Exercise objective:
Copy out the records below, putting "outline for each instance" wherever "mask for every instance" appears and leaving everything else unchanged.

··········

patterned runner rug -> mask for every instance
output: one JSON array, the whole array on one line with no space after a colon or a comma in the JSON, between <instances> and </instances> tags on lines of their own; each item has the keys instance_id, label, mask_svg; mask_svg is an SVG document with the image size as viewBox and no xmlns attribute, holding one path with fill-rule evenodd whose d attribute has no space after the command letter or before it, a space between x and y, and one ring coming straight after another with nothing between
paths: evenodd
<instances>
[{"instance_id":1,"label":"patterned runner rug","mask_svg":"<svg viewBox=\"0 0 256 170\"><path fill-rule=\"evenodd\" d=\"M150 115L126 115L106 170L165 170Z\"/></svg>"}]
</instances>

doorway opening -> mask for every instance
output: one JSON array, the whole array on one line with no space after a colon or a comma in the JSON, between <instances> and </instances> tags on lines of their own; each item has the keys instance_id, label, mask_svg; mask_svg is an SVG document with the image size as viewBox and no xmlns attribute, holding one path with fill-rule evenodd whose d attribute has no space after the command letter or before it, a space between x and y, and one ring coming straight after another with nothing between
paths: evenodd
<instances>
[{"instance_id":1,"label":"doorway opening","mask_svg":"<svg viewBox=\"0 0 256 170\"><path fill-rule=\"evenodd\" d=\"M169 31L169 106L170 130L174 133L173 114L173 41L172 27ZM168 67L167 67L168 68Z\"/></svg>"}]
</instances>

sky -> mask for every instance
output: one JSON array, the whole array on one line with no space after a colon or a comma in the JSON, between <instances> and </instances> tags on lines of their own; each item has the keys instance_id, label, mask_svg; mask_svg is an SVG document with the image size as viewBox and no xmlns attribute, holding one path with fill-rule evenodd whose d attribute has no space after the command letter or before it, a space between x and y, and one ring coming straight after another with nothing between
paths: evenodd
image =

··········

Task result:
patterned runner rug -> outline for each instance
output: one JSON array, the whole array on one line with no space after a colon or a comma in the JSON, between <instances> and </instances> tags on lines of their own; each item has the keys instance_id, label, mask_svg; mask_svg is an SVG document with the image size as viewBox and no xmlns attribute, holding one path with fill-rule evenodd whose d attribute has no space after the command letter or before it, a space between x and y, and one ring coming straight after another with nothing between
paths: evenodd
<instances>
[{"instance_id":1,"label":"patterned runner rug","mask_svg":"<svg viewBox=\"0 0 256 170\"><path fill-rule=\"evenodd\" d=\"M150 115L126 115L106 170L165 170Z\"/></svg>"}]
</instances>

doorway opening -> outline for each instance
output: one JSON array, the whole array on one line with no space after a colon or a comma in the JSON, between <instances> and </instances> tags on lines of their own; each item has the keys instance_id, label, mask_svg; mask_svg is an SVG document with the image size as viewBox and no xmlns attribute, holding one path with fill-rule evenodd whose d attribute has no space after the command letter or before it, a space between x and y, and one ring coming straight after another with nothing between
paths: evenodd
<instances>
[{"instance_id":1,"label":"doorway opening","mask_svg":"<svg viewBox=\"0 0 256 170\"><path fill-rule=\"evenodd\" d=\"M169 31L169 106L170 130L174 133L173 114L173 41L172 27ZM168 67L167 67L168 68Z\"/></svg>"}]
</instances>

sky -> outline for each instance
output: one JSON array, the whole array on one line with no space after a colon or a comma in the JSON, between <instances> and </instances> tags on lines of their own; each item has the keys instance_id, label, mask_svg; mask_svg is an SVG document with the image size as viewBox and no xmlns attribute, holding one path with fill-rule evenodd whose d attribute has no space after the command letter or before it, a space between x and y, and one ring coming straight after another with nothing between
paths: evenodd
image =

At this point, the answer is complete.